Dataset excerpt
□ □ □ □ □

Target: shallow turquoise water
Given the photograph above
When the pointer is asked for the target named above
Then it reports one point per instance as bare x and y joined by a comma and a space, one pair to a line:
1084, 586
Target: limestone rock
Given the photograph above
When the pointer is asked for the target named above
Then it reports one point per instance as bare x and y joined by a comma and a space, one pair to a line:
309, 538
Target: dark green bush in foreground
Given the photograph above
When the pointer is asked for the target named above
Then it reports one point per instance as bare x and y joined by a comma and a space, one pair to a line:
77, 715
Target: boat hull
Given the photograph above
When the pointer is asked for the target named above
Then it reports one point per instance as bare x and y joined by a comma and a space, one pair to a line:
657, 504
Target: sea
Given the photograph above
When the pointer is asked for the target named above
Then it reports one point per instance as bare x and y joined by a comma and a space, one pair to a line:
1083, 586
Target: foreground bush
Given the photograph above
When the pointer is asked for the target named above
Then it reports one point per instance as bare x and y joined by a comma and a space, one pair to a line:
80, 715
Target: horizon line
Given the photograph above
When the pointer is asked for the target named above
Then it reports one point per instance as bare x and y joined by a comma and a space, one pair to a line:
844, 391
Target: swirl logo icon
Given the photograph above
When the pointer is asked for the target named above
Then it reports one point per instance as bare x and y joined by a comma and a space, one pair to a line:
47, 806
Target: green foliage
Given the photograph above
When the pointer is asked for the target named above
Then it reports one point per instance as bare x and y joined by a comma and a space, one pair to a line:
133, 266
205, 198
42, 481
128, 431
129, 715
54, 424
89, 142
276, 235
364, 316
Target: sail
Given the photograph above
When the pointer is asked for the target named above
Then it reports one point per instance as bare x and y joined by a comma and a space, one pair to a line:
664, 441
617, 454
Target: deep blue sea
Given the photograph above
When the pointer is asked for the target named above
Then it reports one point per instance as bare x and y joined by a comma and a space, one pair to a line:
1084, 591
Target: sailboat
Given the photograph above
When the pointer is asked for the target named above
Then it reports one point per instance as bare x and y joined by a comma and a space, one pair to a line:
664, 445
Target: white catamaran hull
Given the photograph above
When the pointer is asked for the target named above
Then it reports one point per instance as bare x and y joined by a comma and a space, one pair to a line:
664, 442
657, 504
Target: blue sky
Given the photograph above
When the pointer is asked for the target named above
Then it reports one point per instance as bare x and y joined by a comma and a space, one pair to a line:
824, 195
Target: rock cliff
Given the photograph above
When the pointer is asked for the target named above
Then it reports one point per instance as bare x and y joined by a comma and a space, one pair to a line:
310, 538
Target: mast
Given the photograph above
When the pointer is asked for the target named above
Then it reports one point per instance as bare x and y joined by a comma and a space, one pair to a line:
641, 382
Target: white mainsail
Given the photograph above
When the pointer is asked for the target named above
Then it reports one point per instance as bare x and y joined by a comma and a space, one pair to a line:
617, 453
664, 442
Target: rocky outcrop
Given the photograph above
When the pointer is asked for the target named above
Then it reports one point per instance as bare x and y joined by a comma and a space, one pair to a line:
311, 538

□ □ □ □ □

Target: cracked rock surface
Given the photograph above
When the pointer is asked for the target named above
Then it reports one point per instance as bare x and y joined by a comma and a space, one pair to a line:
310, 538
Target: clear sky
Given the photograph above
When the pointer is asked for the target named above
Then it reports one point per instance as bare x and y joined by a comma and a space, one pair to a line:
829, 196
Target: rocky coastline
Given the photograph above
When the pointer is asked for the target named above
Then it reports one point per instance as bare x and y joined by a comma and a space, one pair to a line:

□ □ □ □ □

● WORK TO BE COMPLETED
State how many of the lines above contain the word "white". Give only the number.

● ANSWER TO THIS EXERCISE
2